(Extracted text)
ROGER LOVE: Ok, awesome. Now [00:13:00] you want to tell you about your singing.

 

COACH MIKE BAYER: Yes, please.

 

ROGER LOVE: Ok, OK, here's here's the good things you like to sing. You might be shy about showcasing your singing, but you love to sing. I can see that you were you were fully into it. I didn't even have to ask you to act it out, move your head. Your whole body started to move. Your head went back and forth. Your your your eyes glossed over with a little bit of ecstasy. [00:13:30] And you and you smiled and you were into it. It wasn't like pulling teeth.

 

COACH MIKE BAYER: Mm.

(Given data)
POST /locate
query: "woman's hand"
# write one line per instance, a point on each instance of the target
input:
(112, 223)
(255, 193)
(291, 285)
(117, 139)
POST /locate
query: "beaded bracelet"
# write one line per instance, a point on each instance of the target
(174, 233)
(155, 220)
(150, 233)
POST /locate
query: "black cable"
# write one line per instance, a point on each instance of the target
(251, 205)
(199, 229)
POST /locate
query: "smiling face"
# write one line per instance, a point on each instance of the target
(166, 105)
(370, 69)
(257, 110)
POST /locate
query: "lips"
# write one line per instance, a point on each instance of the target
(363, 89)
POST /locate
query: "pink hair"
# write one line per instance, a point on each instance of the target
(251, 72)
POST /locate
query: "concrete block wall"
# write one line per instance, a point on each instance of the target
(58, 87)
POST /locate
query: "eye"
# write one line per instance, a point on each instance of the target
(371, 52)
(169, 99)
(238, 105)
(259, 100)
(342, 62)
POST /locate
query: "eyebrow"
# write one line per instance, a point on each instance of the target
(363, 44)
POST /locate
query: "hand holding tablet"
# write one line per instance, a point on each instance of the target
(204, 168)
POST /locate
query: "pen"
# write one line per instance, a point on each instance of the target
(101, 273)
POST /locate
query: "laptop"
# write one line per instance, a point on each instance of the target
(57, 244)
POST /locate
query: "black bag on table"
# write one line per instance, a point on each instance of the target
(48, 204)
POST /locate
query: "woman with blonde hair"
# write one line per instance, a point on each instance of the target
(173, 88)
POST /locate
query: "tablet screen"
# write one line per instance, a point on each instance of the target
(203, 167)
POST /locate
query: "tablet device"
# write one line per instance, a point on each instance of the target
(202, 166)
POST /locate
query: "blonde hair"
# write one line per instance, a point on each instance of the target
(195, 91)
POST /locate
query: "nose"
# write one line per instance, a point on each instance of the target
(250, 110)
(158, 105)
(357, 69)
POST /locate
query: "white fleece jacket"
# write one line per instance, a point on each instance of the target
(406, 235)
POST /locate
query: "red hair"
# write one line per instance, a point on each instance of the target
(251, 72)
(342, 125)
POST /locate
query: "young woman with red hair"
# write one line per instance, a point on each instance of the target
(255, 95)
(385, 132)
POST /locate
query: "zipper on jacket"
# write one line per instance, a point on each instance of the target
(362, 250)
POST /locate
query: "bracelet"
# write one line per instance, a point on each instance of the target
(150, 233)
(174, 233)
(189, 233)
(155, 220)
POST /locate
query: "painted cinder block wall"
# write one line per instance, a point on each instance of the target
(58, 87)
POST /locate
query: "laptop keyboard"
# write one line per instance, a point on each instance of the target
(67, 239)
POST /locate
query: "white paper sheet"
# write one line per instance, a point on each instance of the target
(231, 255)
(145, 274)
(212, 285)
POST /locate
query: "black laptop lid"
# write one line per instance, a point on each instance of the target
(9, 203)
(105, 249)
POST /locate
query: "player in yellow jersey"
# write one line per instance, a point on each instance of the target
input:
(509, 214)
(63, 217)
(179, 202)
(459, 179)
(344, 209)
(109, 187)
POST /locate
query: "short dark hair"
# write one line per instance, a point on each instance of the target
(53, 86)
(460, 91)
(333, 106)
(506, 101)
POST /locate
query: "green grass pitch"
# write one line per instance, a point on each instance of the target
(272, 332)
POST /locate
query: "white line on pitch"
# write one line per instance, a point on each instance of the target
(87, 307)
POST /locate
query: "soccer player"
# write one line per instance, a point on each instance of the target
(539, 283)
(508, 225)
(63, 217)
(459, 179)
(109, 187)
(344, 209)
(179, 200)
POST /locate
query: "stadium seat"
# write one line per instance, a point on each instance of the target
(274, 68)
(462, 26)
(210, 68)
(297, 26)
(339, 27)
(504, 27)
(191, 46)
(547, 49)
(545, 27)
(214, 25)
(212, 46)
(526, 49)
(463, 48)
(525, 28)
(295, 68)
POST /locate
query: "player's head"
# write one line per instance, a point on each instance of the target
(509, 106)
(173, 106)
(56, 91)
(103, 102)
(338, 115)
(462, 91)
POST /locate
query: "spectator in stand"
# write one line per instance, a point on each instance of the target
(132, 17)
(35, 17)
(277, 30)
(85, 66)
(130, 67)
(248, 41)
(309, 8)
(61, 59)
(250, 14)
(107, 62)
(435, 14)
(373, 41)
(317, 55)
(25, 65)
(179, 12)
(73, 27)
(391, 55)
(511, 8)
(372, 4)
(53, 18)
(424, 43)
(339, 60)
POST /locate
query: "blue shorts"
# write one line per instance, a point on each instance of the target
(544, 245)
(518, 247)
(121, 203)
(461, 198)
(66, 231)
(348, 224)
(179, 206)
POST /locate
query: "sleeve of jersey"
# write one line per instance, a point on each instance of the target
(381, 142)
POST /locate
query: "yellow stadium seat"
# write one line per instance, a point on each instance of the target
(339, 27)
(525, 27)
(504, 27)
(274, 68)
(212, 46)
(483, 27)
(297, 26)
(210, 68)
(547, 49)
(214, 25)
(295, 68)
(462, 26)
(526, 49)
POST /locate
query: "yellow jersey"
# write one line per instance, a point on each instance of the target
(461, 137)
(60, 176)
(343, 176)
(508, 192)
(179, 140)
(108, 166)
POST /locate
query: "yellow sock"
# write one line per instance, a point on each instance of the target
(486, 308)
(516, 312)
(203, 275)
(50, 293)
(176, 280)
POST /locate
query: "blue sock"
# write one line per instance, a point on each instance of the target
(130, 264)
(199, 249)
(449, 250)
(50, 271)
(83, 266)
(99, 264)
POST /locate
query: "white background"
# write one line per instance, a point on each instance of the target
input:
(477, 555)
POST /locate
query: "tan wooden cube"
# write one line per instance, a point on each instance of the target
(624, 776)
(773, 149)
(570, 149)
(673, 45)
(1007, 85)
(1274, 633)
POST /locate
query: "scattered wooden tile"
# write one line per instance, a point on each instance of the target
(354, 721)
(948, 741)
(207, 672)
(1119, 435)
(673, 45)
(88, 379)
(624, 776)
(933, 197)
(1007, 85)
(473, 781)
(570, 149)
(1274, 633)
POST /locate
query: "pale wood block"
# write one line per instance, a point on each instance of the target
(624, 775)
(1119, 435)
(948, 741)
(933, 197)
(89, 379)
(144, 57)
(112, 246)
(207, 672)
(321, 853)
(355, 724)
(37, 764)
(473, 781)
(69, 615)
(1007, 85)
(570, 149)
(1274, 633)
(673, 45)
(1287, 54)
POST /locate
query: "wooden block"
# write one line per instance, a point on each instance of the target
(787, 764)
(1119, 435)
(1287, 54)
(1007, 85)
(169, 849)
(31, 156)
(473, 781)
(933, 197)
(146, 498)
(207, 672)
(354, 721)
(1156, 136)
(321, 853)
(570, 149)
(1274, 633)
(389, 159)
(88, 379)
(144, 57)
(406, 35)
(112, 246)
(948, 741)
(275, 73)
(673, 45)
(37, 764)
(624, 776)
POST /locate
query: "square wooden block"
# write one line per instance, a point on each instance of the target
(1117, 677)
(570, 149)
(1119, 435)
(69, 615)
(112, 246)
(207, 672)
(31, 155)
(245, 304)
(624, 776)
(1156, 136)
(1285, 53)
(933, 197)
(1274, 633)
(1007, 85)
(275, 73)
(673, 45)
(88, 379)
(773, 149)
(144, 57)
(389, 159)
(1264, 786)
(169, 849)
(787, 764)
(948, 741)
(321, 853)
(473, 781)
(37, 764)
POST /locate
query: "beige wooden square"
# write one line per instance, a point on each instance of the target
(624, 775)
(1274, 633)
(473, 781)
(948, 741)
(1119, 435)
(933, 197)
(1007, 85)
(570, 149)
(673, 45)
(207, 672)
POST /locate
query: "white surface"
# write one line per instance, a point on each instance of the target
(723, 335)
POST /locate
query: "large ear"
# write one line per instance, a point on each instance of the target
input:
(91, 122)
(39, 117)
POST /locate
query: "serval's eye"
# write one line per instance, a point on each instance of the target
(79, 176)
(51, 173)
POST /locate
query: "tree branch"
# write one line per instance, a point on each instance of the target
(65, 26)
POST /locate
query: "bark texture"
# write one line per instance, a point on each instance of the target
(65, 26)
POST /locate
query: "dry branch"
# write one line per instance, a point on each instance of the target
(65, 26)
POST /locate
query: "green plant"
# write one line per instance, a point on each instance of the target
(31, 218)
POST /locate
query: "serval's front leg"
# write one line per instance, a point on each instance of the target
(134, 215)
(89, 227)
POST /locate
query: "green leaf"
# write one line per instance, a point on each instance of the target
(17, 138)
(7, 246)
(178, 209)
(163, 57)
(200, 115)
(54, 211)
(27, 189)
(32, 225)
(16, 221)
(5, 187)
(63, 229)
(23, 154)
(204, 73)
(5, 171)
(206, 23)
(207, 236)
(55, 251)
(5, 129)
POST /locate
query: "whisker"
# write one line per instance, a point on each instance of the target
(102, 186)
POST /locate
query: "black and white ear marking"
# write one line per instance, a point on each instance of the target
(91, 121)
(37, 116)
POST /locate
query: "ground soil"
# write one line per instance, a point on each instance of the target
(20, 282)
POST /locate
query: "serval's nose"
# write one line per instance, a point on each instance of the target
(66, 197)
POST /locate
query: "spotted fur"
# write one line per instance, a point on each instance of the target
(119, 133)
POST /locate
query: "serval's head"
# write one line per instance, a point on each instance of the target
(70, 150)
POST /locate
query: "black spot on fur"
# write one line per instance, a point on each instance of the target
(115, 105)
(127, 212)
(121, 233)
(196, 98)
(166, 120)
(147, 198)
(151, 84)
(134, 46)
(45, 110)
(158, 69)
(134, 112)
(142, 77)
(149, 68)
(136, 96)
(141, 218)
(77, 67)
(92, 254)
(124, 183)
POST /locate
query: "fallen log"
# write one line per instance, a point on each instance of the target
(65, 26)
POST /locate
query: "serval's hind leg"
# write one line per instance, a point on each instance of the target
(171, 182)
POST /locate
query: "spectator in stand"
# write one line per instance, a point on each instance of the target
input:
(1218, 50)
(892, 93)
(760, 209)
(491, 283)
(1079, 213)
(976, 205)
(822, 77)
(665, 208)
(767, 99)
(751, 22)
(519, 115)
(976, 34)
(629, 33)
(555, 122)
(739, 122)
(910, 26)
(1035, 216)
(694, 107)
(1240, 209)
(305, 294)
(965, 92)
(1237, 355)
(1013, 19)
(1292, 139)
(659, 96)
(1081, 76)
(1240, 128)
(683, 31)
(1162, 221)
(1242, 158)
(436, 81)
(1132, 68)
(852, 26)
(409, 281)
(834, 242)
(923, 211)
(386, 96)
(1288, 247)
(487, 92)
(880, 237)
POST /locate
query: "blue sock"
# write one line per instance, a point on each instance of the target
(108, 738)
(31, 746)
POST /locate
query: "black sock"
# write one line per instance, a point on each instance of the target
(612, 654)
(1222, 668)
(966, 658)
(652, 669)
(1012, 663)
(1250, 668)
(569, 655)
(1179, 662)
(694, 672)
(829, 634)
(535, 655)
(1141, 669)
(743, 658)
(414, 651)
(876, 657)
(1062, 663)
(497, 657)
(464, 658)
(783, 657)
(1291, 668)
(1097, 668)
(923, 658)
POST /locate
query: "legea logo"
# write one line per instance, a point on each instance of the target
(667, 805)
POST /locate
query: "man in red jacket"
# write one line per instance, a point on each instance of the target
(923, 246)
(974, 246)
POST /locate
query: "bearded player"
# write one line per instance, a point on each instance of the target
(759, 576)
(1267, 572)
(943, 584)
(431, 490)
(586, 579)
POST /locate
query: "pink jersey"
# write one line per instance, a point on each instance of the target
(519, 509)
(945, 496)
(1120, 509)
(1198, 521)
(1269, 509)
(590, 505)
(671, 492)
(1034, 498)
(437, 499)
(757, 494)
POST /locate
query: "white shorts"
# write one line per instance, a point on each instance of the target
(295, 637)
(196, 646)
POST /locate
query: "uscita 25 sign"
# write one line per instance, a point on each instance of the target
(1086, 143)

(Requirements)
(a) Copy the part of the transcript that begins at the words "COACH MIKE BAYER: Yes, please." and stops after "MIKE BAYER: Mm.", replacing "smiled" with "grinned".
(b) In the transcript, why does Roger Love decide that Coach Mike Bayer loves to sing? Answer in one to three sentences.
You won't need the records for this.

(The replies)
(a)
COACH MIKE BAYER: Yes, please.

 

ROGER LOVE: Ok, OK, here's here's the good things you like to sing. You might be shy about showcasing your singing, but you love to sing. I can see that you were you were fully into it. I didn't even have to ask you to act it out, move your head. Your whole body started to move. Your head went back and forth. Your your your eyes glossed over with a little bit of ecstasy. [00:13:30] And you and you grinned and you were into it. It wasn't like pulling teeth.

 

COACH MIKE BAYER: Mm.

(b) Roger Love saw that Bayer was fully into it without being asked to act it out. Bayer's whole body started to move, his head went back and forth, his eyes glossed over with a little ecstasy, and he smiled.